- WHAT IS ASKED
Set down each line of the data below exactly as it stands, dropping the pictures.

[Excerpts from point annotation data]
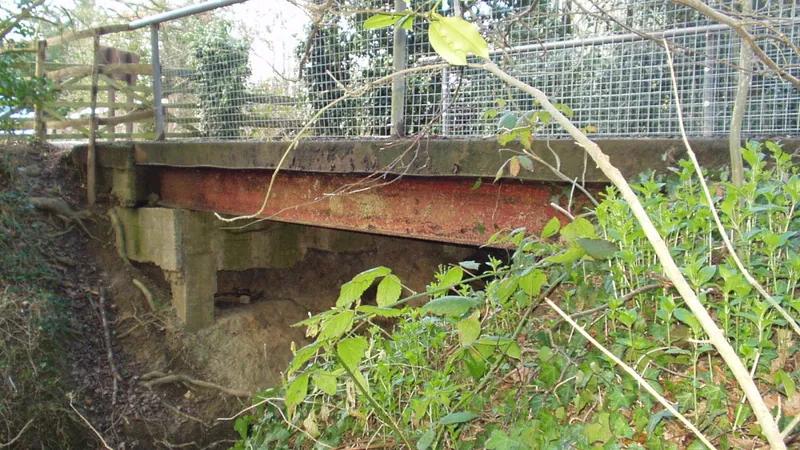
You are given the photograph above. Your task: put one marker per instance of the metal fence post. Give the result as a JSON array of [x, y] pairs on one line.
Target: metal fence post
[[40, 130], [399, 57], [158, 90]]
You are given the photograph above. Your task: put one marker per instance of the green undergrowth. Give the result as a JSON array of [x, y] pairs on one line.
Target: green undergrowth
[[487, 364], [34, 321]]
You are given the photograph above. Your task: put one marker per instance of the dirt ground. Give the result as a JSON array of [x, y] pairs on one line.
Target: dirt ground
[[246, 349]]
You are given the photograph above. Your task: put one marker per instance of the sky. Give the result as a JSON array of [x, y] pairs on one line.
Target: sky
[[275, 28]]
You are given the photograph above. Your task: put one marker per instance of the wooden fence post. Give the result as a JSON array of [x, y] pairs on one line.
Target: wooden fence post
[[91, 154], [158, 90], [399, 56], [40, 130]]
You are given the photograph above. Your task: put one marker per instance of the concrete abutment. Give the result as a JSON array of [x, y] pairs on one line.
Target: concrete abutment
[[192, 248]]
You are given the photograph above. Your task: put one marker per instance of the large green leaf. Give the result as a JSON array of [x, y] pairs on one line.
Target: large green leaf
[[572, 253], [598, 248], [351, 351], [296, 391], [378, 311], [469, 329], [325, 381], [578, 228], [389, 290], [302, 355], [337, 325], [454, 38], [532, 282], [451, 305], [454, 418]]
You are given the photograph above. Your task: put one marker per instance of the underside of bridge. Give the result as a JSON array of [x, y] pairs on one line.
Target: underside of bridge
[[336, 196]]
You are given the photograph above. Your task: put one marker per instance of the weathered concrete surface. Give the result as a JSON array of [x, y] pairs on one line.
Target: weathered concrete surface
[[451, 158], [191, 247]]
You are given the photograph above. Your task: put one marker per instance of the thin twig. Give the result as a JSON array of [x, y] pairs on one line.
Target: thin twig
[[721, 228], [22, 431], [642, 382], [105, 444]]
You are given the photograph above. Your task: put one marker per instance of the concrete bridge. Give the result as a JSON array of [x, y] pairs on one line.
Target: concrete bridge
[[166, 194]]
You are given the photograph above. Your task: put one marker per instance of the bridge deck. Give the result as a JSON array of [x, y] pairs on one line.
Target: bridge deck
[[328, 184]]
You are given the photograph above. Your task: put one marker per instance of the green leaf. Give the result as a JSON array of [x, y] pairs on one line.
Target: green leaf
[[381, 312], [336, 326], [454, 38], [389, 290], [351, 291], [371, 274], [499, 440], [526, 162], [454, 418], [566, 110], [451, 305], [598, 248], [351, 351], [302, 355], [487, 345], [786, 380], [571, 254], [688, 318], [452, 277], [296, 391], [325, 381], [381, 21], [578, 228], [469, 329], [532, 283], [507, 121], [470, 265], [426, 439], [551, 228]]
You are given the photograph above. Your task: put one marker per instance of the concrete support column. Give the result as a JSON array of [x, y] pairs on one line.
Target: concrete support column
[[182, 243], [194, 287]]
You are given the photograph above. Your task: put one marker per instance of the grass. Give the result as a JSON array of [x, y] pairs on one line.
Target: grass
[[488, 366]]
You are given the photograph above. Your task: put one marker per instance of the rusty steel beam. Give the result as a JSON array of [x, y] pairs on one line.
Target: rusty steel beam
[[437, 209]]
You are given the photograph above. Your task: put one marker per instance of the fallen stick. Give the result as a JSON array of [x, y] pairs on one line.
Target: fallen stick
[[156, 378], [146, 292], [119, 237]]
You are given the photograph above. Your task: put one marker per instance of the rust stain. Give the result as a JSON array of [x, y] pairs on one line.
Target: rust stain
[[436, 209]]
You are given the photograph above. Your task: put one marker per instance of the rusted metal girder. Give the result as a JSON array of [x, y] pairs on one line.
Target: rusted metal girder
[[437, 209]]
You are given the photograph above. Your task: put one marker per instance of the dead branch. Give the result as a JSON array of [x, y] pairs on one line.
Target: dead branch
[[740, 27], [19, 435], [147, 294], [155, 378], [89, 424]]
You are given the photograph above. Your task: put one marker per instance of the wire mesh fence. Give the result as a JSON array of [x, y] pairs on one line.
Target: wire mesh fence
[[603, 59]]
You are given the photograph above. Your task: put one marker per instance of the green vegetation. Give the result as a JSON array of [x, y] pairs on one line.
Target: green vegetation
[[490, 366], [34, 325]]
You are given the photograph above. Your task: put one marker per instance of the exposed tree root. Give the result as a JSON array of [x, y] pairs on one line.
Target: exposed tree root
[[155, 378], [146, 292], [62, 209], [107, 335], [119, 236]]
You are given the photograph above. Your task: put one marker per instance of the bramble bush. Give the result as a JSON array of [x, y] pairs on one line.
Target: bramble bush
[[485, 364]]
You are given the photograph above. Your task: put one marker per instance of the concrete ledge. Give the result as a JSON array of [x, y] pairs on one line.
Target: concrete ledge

- CORRECT ANSWER
You are given the photograph above. Your task: put one marker per instance of the metal fence post. Give the result as a JSON array of [x, y] pairs on one line.
Target: metal fence post
[[40, 130], [399, 57], [158, 90]]
You are given the photograph above. Your task: put one marker per instance of the green undergrowth. Give the result as a JSON array of [x, y] pairs on one line.
Target: green undergrowth
[[487, 364], [34, 321]]
You are given the photograph above. Your task: put one marker per instance of the dirt ground. Give the result as a JSON array of [x, y] pairs on one line.
Target: dirt ground
[[246, 349]]
You are given the photograph above. Your task: put one marker per instance of the sky. Give the result as a JSON array of [x, y] pairs on one line.
Target: sky
[[275, 28]]
You are given the photograph above. Your task: put one marker per instance of the wooden fence post. Give the result as a JSON array of [x, y] pairs on one line.
Target: wooden fence post
[[91, 154], [158, 90], [399, 56], [40, 130]]
You are given the photograph above. Your task: put one marker per instance of the concrete abutment. Give the result as a JSON array of [x, y] pairs on one line.
Target: concrete abutment
[[192, 248]]
You are given the photograph above. Your task: put one marker per instance of the large green leaf. Give the result as a JSON array of [x, y] pairs on one line.
Target: large green leaf
[[572, 253], [598, 248], [351, 351], [296, 391], [378, 311], [469, 329], [325, 381], [578, 228], [389, 290], [302, 355], [337, 325], [454, 38], [532, 282], [451, 305], [454, 418]]
You are given the photograph above. Your task: put one marker per instance of the underside of bridge. Give the result as a JSON array of [x, y] pairs on one line.
Target: underside of bridge
[[336, 196]]
You are given the photograph above. Your task: put one marker per instance of the weathered concrete surface. Give the result as a JSON array of [x, y] pairs on one line.
Target: weathered concrete surface
[[451, 158], [191, 247]]
You are given the photograph above. Your task: put one marker per instance of the thin twig. Give the result as a JSON array of [x, y] pairs on one line.
Target: thin twig
[[721, 228], [22, 431], [642, 382], [105, 444]]
You are given the photograph above. Your task: put one marker per instance of the concrete bridge. Give the result as a JSON array of [x, y] pairs on one line.
Target: concrete bridge
[[166, 194]]
You are given the photograph above. Your task: put one marker per instance of the bridge deck. Give the result as a JSON array of [x, y] pairs on one line.
Target: bridge deck
[[328, 184]]
You are given the photograph above. Your task: put one marker per instance of the green leaf. Give the result as a JSON array of [x, y] pairs on one line.
Target: green leaf
[[381, 312], [336, 326], [454, 38], [389, 290], [351, 291], [371, 274], [499, 440], [526, 162], [454, 418], [566, 110], [451, 305], [598, 248], [351, 351], [302, 355], [487, 345], [786, 380], [571, 254], [688, 318], [452, 277], [296, 391], [325, 381], [381, 21], [578, 228], [469, 329], [532, 283], [507, 121], [470, 265], [426, 439], [551, 228]]
You are given the photograph above. Your task: put one marker per instance of the concrete support column. Give the result as a JSON array of [x, y] pairs on one line.
Target: concrete support column
[[182, 243], [194, 287]]
You are given the photograph above. Your task: put one marker per instance of the grass. Give the result as a JSON array of [x, y] pairs on one line.
Target: grass
[[488, 366]]
You are given the photograph above. Your task: put one marker per instance of the rusty steel beam. Give the result as a JSON array of [x, y] pairs on one line.
Target: rusty steel beam
[[437, 209]]
You are given the photograph above. Your task: put one marker per instance of the fallen stick. Give the result as a JSON array of [x, y] pairs on one line.
Target: fallen stick
[[156, 378], [146, 292], [119, 237]]
You are given the photograph above. Your task: put one marker per instance of the rust stain. Give the result as a JSON array of [x, y] pairs on one line.
Target: rust stain
[[436, 209]]
You are given the photograph above. Your task: put one marker per instance of the rusted metal girder. Give the result as a JSON array of [x, y] pairs on one line.
Target: rusted metal girder
[[437, 209]]
You are given the photograph above. Your task: put one marker per instance of the dead branch. Give the result as a JSON array of [x, y] pairs on one line.
Target: dead branch
[[740, 27], [19, 435], [147, 294], [155, 378], [89, 424]]
You are given the photograph above. Your task: put one marker per instance of the wire mesh fence. Give the result as a JSON array of [x, y] pairs on one line.
Target: wire mesh fence
[[603, 59]]
You are given the photograph above. Your task: put one marker per instance of the green vegetation. Give the result as a JSON array of [x, y] pairs on one line.
Target: green vegetation
[[490, 366], [34, 325]]
You are given the photograph above. Your task: put one marker per instance of the exposed tree root. Give the result as a JSON array of [x, y] pairs on one line.
Target: exposed tree root
[[155, 378], [146, 292], [62, 209], [107, 335], [119, 236]]
You are given the photograph above. Your task: put one marker per instance of the bramble bush. Give the result as a JSON array of [x, y] pairs on one line.
Target: bramble bush
[[485, 364]]
You are given the photograph above. Your task: put one marker per instance of the concrete ledge. Give the result as a JSON array of [x, y] pairs on one line.
Target: concrete ledge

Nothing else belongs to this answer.